Quoted text:
- - - - -
Donaco International Ltd chairman Stuart McGregor says the company’s legal strategy will not change regarding the dispute between his company and the former owners of the Star Vegas Resort and Club (pictured) business in Poipet, Cambodia. That was despite a ruling from the Cambodian Court of Appeal overturning a preliminary injunction ordering the closure of two competing casinos, which Donaco says are managed by its former Thai partners.
“On 5 October 2018, we were informed that the Appeal Court has decided to remove the preliminary injunction, but no written judgement has been published as yet. This is not a decision on the merits of our claim,” Mr McGregor said in his speech on Thursday at the group’s annual general meeting.
“It makes no difference to the situation on the ground, as the original order has never been enforced. And it makes no difference to our legal strategy, which is to continue to pursue the vendor in the Singapore arbitration and in the Australian courts,” he added.
Donaco first obtained a preliminary injunction order in December 2017, ordering the closure of the two competing casinos, identified as Star Paradise and Paramax. “This order however has not been enforced,” said Mr McGregor.
“One of these (Paramax) was owned by two of the vendor’s sons until August 2018. Ownership was then transferred to a person in Thailand,” said the chairman. “Star Paradise changed its name to Winsor and continues to operate.”
- - - - -
Information shown:
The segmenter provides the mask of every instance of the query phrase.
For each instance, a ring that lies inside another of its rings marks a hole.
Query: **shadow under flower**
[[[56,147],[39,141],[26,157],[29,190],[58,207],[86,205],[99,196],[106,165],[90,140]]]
- - - - -
What you will do:
a. Do the following statements agree with the Donaco article? Answer yes or no for each, quoting the deciding words of the article.
(i) The Appeal Court's removal of the injunction was a decision on the merits of Donaco's claim.
(ii) The original injunction order was enforced before the appeal.
(iii) Star Paradise changed its name and still operates.
b. Answer these questions from the Donaco article:
(i) In what town and country is the Star Vegas Resort and Club business located?
(ii) When did Donaco first obtain a preliminary injunction order?
(iii) Until when did two of the vendor's sons own Paramax?

Solutions to the exercise:
a.
(i) No: "This is not a decision on the merits of our claim"
(ii) No: "the original order has never been enforced"
(iii) Yes: "Star Paradise changed its name to Winsor and continues to operate."

b.
(i) Poipet, Cambodia
(ii) December 2017
(iii) August 2018